### WORK TO COMPLETE:
Print all of the data below exactly as it appears, leaving out every image.

### EXERCISE MATERIALS:

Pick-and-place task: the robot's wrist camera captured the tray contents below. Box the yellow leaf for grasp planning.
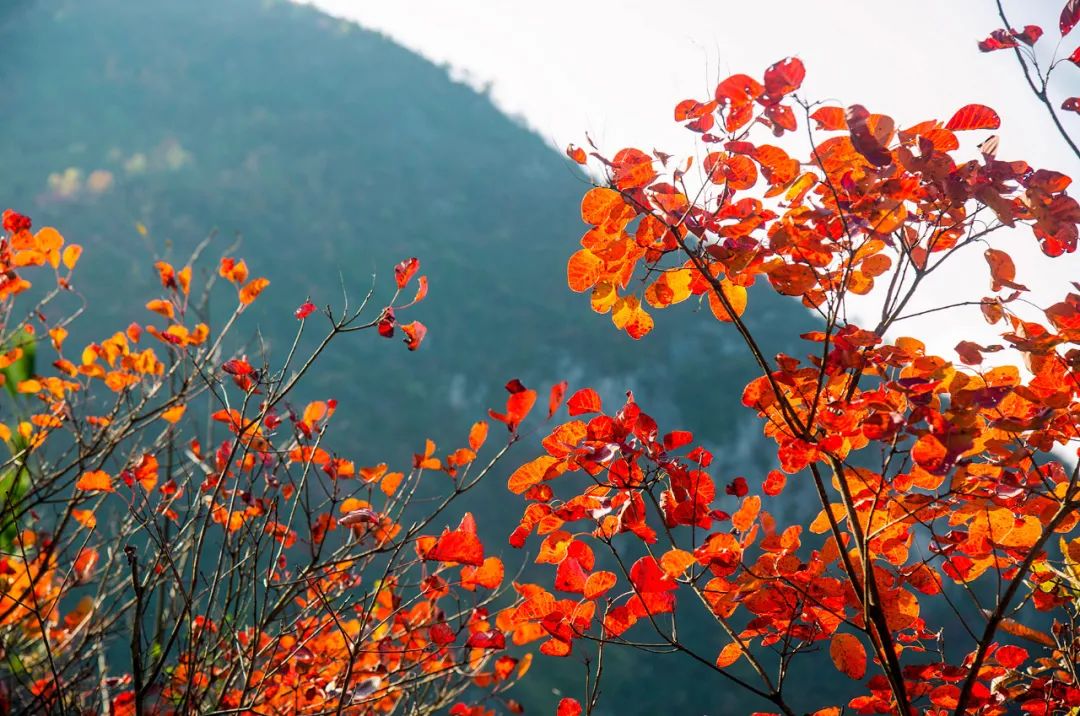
[707,279,748,322]
[591,281,618,314]
[62,244,82,270]
[16,379,41,394]
[160,404,186,424]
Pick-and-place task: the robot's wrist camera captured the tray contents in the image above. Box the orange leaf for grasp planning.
[76,470,113,493]
[583,570,617,599]
[567,249,603,292]
[810,106,846,131]
[732,495,761,532]
[219,257,249,284]
[461,556,505,590]
[508,455,560,495]
[468,421,488,452]
[401,321,427,351]
[72,509,97,529]
[611,148,656,190]
[566,144,587,164]
[238,277,270,305]
[715,641,743,668]
[581,187,629,226]
[984,248,1026,292]
[829,632,867,679]
[380,471,404,496]
[659,549,695,578]
[146,299,174,319]
[160,404,186,424]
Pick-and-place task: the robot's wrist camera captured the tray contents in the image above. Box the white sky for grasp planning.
[299,0,1080,360]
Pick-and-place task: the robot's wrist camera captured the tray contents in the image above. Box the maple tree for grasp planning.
[0,210,536,715]
[499,20,1080,716]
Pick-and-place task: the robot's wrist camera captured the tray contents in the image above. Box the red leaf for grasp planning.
[762,469,786,496]
[994,644,1028,669]
[663,430,693,451]
[489,385,538,432]
[567,388,602,416]
[556,698,582,716]
[725,477,748,498]
[566,144,587,164]
[378,307,395,337]
[1063,0,1080,36]
[715,74,764,107]
[845,104,893,166]
[402,321,426,351]
[1062,97,1080,113]
[222,358,255,376]
[294,301,316,320]
[424,523,484,566]
[977,28,1019,52]
[430,622,456,645]
[410,276,429,305]
[763,57,805,97]
[1071,46,1080,66]
[2,209,31,234]
[629,556,677,593]
[548,381,568,419]
[1014,25,1043,45]
[554,557,588,593]
[945,104,1001,131]
[395,257,419,289]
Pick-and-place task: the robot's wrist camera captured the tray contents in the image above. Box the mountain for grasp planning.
[0,0,829,711]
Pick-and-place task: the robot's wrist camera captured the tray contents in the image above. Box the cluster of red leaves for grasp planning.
[0,211,529,715]
[377,257,428,350]
[977,2,1080,116]
[569,57,1077,342]
[505,55,1080,715]
[159,566,528,715]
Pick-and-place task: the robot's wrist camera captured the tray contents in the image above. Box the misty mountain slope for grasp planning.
[0,0,835,712]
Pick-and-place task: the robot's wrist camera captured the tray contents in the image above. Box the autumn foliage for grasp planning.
[0,209,536,715]
[501,17,1080,716]
[5,6,1080,716]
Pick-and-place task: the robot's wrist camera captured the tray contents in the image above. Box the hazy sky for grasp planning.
[300,0,1079,360]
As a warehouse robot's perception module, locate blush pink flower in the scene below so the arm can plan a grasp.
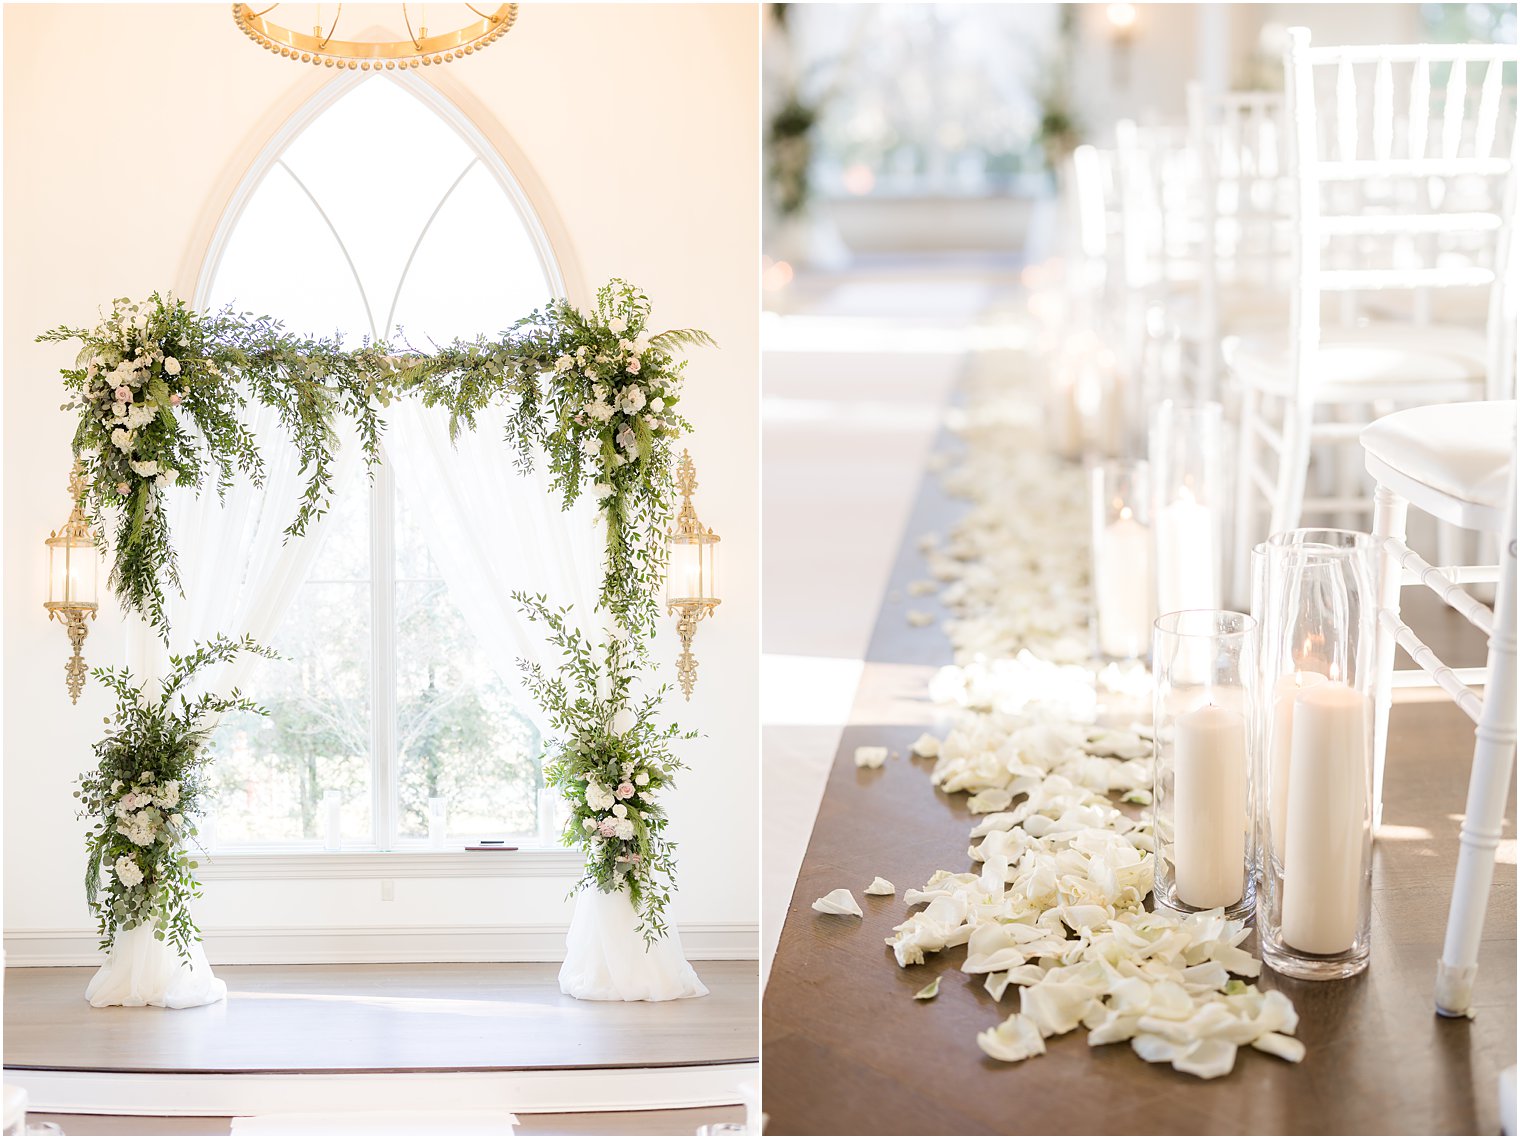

### ANSWER TO THIS TASK:
Pick-and-place task: the robot's wrist camera captured the tray contents below. Box the yellow leaf for grasp planning.
[707,279,748,322]
[591,281,618,314]
[62,244,82,270]
[16,379,41,394]
[160,404,186,424]
Pick-and-place task: the robot's wrist camera captured the tray contents in the image above. Box the orange leaf for grasp planning.
[76,470,113,493]
[583,570,617,599]
[567,249,603,292]
[810,106,846,131]
[732,495,761,532]
[219,257,249,284]
[461,556,505,590]
[508,455,560,495]
[468,421,488,452]
[401,321,427,351]
[72,509,97,529]
[611,148,656,190]
[566,144,587,164]
[238,277,270,305]
[715,641,743,668]
[581,187,629,226]
[984,248,1026,292]
[829,632,867,679]
[380,471,404,496]
[659,549,695,578]
[146,299,174,319]
[160,404,186,424]
Pick-and-place task: the robot's wrist camera captured the tray contents in the image above. Box the white sky for grasp planning.
[299,0,1080,360]
Pick-and-place task: the robot's wrist camera captured the tray contents in the image above. Box the maple tree for grasp planning.
[0,210,536,715]
[499,20,1080,716]
Pick-and-place task: the robot's wrist camera captured the tray contents in the image above. Box the red leaf for grasp planning.
[762,469,786,496]
[994,644,1028,669]
[663,430,693,451]
[489,385,538,432]
[567,388,602,416]
[556,698,582,716]
[725,477,748,498]
[566,144,587,164]
[378,307,395,337]
[1063,0,1080,36]
[715,74,764,107]
[845,104,893,166]
[402,321,426,351]
[1062,97,1080,113]
[222,358,255,376]
[294,301,316,320]
[424,523,484,566]
[977,28,1019,52]
[430,622,456,645]
[410,276,429,305]
[763,57,805,97]
[1071,46,1080,66]
[2,209,31,234]
[629,556,677,593]
[548,381,568,419]
[1014,25,1043,45]
[554,557,588,593]
[945,104,1001,131]
[395,257,419,289]
Pick-and-place task: the robot's wrist camera captured the tray contents in the image above. Box the mountain for grasp planning.
[0,0,829,711]
Pick-and-place task: the robot's wrist camera captured the tray contents in the image above. Box the cluster of red leaves for grasp planning.
[0,211,529,715]
[377,257,428,350]
[977,2,1080,116]
[569,57,1077,342]
[505,55,1080,715]
[159,566,528,715]
Pick-and-place task: the robot's wrist camera captured the tray contents in the image above. Box the misty mountain slope for grasp planning.
[0,0,835,712]
Pick-and-place task: the robot's wrist camera captured the tray contents in the image above. Box the autumn foliage for grasp planning.
[0,209,536,715]
[501,17,1080,716]
[5,6,1080,716]
Pick-and-place task: the robot's wrist camera captured the tray contents in the image above. Box the hazy sky for grasp planning.
[300,0,1079,360]
As a warehouse robot's perception module, locate blush pink flower in the scene below so the arm can plan a grasp.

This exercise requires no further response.